Metin bölümü —
====

İstanbul, Bursa, Denizli, Gaziantep, Kayseri ve Konya gibi sanayinin geliştiği illerde, küresel ekonomik krizin etkisiyle işten çıkarılan işçi sayısının 100 binin üzerinde olduğu bildirildi. Türk-İş Genel Malî Sekreteri Ergün Atalay, şöyle konuştu: “Bu daha işin başı. Yani, bu gemi böyle gitmez, gitmemeli. Bunun bedelini işverenler de öder, ülkeyi yönetenler de öder, biz zaten çalışanlar olarak bedelini ödemeye devam ediyoruz. Krizden çıkmanın yolu işçi çıkarma değil, işçi çalıştırmaktır.”
İŞÇİ, KRİZİ TELEVİZYON SEYREDER GİBİ
SEYRETMEYECEK
“Krizi ve faturasının halka yıkılmasını bir televizyon dizisi gibi seyretmeyeceğiz. Siyaseti silkeleyeceğiz” diyen DİSK Genel Sekreteri Tayfun Görgün de, İşsizlik Sigorta Fonlarının amacı dışında kullanılmamasını, kriz bahanesiyle işçi çıkarılmalarının yasaklanmasını, kredi kartı ve ferdi kredî borçlarının yeniden yapılandırılmasını, vergi sisteminin emekçilerin lehine yeniden düzenlenmesini istedi.
İşçi kriz kurbanı olmasın
İSTANBUL, Bursa, Denizli, Gaziantep, Kayseri ve Konya gibi sanayinin geliştiği illerde, küresel ekonomik krizin etkisiyle işten çıkarılan işçi sayısının 100 binin üzerinde olduğu bildirildi. Türk-İş Genel Malî Sekreteri Ergün Atalay, ABD’de finans sektöründe başlayan, giderek bütün ülkelere yayılan ve ‘’Bizi etkilemez ‘’ denilen ekonomik krizin Türkiye’de de etkisini gösterdiğini ifade ederek, krizin bedelini geçmişte olduğu gibi en çok fakirlerin, işsizlerin ve işçilerin ödediğini söyledi. Normal zamanlarda girdilerden, işçi maliyetlerinden şikâyet eden işverenlerin büyük bölümünün, krizi bahane ederek işçi çıkarmaya başladıklarını savunan Atalay, işçi çıkarmanın krizden kurtulmak için çare olmadığını, kriz döneminde işsizleştirmenin, sistem açısından bir intihar olduğunu dile getirerek, krizden ancak istihdam ve üretim arttırılarak kurtulunabileceğini vurguladı.

====

[Bir koleksiyondan alınan girdiler]
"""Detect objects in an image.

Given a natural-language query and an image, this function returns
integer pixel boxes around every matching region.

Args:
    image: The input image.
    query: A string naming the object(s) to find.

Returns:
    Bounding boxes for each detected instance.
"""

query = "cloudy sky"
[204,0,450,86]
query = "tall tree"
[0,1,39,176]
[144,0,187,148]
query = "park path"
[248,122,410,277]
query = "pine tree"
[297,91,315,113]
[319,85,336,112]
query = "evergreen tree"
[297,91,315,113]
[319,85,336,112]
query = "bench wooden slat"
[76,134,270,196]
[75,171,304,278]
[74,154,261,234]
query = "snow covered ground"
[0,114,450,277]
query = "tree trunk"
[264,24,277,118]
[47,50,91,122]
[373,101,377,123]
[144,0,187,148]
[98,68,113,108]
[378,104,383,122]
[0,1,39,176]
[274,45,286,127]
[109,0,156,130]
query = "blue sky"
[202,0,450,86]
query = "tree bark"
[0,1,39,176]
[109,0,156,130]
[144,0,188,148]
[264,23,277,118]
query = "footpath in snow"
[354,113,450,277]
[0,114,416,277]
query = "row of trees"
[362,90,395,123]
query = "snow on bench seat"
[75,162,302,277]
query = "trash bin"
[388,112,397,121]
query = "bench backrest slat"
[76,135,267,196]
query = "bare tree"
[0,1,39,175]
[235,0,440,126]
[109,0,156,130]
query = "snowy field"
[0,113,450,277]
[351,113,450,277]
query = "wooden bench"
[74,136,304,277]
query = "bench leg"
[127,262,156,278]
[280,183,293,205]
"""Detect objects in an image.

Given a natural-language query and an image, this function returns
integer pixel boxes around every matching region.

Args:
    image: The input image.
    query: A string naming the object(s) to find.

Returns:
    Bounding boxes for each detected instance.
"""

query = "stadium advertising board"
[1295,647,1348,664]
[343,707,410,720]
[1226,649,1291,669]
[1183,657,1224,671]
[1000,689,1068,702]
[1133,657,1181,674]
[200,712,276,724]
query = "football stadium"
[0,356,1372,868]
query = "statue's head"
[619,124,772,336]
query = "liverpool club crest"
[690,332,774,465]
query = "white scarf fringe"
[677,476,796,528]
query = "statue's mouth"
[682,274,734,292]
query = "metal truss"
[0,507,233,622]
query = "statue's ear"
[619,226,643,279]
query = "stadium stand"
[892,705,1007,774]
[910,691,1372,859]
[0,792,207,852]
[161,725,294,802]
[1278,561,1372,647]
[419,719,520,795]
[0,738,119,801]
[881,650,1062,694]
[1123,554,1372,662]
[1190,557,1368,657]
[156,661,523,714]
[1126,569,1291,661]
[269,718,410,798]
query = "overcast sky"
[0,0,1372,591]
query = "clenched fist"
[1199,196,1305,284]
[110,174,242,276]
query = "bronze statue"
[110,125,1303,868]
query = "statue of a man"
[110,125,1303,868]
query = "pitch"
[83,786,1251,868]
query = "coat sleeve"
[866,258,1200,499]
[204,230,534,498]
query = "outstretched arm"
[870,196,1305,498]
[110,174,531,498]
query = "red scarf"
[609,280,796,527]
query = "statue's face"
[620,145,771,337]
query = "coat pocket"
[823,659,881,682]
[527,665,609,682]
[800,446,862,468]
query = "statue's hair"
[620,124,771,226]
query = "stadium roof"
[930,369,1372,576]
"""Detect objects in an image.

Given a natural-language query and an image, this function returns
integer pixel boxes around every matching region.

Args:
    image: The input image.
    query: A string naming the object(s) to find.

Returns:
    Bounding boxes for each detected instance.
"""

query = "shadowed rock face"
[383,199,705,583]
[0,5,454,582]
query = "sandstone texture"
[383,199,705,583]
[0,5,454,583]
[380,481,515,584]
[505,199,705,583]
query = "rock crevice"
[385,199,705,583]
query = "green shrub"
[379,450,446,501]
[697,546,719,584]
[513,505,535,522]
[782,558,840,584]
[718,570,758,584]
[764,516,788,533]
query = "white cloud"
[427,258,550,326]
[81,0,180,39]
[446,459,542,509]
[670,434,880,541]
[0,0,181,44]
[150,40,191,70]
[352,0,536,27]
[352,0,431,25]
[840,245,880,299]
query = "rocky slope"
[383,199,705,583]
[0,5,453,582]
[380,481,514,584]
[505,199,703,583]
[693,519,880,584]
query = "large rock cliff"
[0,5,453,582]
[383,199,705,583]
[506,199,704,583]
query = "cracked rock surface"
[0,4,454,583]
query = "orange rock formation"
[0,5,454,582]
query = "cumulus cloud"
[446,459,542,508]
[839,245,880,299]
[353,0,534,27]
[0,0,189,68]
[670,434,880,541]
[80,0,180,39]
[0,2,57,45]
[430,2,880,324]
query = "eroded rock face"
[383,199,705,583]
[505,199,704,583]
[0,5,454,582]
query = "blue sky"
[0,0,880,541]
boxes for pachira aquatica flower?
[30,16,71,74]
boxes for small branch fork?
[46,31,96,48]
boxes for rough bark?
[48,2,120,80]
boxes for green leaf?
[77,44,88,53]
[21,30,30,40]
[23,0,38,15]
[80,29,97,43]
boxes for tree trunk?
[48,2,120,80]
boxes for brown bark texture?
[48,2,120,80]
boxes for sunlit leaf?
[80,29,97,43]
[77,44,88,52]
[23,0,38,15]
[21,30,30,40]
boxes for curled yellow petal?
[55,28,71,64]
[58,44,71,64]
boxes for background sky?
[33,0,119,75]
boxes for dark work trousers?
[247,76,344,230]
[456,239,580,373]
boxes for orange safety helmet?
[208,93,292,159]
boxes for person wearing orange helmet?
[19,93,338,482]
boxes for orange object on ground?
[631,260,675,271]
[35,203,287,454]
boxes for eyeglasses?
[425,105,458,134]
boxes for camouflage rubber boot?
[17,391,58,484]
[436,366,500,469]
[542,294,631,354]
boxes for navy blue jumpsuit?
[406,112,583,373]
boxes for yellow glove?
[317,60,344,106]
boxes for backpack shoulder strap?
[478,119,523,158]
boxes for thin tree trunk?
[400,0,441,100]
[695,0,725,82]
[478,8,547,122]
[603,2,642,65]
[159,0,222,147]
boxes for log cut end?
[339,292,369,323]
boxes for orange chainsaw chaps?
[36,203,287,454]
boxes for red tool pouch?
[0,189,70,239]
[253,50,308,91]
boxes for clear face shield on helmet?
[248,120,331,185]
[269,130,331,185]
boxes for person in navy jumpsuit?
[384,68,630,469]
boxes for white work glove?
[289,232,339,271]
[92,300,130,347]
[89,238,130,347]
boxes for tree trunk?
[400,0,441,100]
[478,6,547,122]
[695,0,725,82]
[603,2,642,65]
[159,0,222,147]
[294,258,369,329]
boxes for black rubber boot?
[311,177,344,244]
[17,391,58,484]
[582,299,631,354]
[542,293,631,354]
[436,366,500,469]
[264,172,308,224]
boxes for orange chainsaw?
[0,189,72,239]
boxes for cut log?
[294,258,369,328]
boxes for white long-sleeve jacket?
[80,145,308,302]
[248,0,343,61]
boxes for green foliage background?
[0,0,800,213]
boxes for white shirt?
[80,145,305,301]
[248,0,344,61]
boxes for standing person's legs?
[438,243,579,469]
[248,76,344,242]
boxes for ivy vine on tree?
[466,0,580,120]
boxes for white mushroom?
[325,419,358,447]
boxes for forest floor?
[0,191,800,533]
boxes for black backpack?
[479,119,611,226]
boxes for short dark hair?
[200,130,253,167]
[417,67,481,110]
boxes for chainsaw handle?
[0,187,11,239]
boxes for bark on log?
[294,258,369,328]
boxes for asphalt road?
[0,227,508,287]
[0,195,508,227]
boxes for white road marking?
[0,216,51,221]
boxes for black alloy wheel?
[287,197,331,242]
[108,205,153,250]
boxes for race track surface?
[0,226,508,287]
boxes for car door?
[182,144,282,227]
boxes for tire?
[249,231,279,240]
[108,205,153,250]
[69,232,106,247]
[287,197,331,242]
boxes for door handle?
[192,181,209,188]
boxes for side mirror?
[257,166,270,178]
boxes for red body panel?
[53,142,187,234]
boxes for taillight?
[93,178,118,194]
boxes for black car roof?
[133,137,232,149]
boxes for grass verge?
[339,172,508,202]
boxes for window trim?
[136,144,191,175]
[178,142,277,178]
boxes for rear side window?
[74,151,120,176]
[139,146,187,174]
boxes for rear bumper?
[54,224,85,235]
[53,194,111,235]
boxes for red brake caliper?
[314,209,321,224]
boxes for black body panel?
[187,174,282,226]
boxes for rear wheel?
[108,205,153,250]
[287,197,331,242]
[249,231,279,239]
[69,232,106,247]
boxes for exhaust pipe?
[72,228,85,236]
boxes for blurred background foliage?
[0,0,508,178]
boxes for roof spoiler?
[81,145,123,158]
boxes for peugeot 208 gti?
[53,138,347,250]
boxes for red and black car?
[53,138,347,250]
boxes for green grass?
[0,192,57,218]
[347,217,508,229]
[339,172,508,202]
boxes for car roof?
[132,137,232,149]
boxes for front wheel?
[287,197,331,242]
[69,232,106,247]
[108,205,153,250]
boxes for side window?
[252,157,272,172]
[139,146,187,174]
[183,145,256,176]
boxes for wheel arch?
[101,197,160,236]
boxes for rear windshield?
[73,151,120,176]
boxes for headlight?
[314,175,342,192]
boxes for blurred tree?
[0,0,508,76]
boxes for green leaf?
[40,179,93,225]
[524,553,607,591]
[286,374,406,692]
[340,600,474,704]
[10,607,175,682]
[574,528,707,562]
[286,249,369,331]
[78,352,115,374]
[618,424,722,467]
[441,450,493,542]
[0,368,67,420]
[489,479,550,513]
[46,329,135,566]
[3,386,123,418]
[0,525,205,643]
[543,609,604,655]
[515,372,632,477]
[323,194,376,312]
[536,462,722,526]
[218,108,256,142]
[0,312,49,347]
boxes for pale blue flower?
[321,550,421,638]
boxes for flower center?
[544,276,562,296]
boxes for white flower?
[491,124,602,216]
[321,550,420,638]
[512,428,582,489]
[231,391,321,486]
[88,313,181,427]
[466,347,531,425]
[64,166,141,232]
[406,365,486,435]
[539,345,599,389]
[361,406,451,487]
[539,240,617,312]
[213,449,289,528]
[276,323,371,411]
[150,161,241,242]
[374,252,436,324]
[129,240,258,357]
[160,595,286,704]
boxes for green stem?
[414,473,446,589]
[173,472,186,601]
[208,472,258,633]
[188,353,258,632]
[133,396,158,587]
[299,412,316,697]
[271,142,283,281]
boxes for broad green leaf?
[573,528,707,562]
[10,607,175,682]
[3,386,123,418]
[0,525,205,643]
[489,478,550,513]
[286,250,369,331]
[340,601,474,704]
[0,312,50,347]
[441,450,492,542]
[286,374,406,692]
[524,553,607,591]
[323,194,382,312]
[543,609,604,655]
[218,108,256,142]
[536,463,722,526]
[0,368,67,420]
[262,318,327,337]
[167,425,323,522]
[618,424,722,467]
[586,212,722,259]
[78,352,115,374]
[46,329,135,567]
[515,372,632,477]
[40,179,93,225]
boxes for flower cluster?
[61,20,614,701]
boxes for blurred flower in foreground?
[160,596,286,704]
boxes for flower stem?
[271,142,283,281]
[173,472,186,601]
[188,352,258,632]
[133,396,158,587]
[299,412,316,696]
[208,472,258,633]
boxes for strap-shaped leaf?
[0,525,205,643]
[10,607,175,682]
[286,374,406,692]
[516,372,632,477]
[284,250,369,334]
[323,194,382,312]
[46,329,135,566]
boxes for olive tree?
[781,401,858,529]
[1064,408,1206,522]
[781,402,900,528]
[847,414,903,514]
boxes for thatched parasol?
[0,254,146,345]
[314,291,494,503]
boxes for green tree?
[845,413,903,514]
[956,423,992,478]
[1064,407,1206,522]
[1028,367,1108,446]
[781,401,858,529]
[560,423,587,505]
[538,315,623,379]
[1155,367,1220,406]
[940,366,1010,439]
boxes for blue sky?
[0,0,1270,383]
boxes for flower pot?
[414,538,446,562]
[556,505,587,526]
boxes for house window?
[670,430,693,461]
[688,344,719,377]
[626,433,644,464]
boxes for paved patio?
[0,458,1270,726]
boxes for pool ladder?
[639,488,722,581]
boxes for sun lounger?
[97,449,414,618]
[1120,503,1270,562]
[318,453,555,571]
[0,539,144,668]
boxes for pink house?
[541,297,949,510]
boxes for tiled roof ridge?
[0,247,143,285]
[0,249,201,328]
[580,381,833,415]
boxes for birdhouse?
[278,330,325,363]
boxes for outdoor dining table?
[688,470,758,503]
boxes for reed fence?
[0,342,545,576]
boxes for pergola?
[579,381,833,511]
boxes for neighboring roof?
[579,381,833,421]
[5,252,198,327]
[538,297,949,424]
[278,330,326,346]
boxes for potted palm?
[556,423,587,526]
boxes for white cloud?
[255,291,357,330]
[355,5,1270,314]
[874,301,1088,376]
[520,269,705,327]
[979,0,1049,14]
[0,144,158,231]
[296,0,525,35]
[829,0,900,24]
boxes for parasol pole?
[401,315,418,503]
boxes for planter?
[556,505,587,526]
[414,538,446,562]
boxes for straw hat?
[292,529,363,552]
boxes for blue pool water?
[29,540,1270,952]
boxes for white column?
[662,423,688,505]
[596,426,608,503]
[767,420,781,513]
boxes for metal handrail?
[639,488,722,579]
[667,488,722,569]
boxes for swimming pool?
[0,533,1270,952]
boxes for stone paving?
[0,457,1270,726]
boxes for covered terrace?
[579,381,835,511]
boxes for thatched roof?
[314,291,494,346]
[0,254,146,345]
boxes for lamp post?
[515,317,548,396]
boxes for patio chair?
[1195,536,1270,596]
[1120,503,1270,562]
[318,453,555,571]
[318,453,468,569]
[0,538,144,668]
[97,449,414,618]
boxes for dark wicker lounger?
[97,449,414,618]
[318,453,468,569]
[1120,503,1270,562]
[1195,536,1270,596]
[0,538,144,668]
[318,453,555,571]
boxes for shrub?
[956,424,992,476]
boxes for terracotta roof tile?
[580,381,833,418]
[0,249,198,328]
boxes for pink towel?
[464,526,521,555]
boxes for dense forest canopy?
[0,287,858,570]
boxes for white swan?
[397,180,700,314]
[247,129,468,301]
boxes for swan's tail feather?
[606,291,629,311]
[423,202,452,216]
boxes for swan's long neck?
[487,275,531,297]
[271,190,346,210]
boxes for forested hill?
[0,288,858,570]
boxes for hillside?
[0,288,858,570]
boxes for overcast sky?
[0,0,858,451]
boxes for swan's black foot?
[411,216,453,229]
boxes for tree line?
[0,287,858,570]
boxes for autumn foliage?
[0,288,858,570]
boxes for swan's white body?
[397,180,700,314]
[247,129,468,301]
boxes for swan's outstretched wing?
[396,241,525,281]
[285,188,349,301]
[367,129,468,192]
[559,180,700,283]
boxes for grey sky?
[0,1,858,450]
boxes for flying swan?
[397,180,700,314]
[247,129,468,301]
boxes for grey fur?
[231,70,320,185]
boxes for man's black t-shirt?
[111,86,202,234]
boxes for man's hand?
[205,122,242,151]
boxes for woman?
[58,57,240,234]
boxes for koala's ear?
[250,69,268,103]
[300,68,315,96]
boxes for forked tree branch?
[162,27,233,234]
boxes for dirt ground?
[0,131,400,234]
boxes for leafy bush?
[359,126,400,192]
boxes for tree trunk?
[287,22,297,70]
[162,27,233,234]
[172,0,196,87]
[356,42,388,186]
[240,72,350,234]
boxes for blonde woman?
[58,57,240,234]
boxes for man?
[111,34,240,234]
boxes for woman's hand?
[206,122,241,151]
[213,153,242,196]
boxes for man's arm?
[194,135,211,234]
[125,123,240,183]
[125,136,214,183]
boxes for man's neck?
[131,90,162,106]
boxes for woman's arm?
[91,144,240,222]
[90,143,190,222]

====

Aşağıdakileri tamamlayın —
a. Metinde sanayinin geliştiği iller olarak sayılan illerin hepsini sıralayın.
b. Metnin "İŞÇİ, KRİZİ TELEVİZYON" ile başlayıp "yeniden düzenlenmesini istedi." ifadesine kadar süren bölümünü, "televizyon dizisi" yerine "tiyatro oyunu" koyarak güncelleyin.
Bu girdilere görevler için ihtiyaç yoktur.

Görev yanıtları —
a. İstanbul, Bursa, Denizli, Gaziantep, Kayseri, Konya

b.
İŞÇİ, KRİZİ TELEVİZYON SEYREDER GİBİ
SEYRETMEYECEK
“Krizi ve faturasının halka yıkılmasını bir tiyatro oyunu gibi seyretmeyeceğiz. Siyaseti silkeleyeceğiz” diyen DİSK Genel Sekreteri Tayfun Görgün de, İşsizlik Sigorta Fonlarının amacı dışında kullanılmamasını, kriz bahanesiyle işçi çıkarılmalarının yasaklanmasını, kredi kartı ve ferdi kredî borçlarının yeniden yapılandırılmasını, vergi sisteminin emekçilerin lehine yeniden düzenlenmesini istedi.